→ **Dataset**
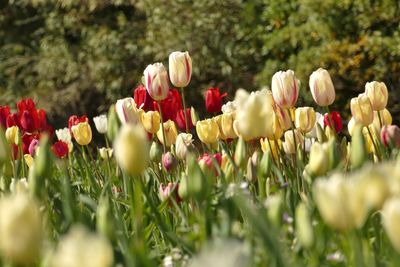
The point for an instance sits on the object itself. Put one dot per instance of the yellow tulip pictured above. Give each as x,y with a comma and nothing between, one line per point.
151,121
170,133
305,119
12,135
208,131
82,133
131,149
361,109
378,94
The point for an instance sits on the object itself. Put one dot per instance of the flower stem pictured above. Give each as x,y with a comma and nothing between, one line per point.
162,125
184,109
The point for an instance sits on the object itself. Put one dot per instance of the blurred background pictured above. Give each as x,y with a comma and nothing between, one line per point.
77,57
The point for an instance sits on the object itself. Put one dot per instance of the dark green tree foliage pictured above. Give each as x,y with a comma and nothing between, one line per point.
79,56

→ **Aim of the exercise**
Write out the lines above exactly, starting with the line that contains "of the blurred" and ending with the last line.

→ **Finished exercise**
The point for an instance sits on the object itself. Put one dot per instance of the blurred background pictured above. Give each as x,y with a comma and nothing between, one line per point.
77,57
The point for an instance sits on the object itself. Put one dot per instance of the dark green tree foliage pictured above. Give each as x,y with a comma and nothing between, one line per point.
79,56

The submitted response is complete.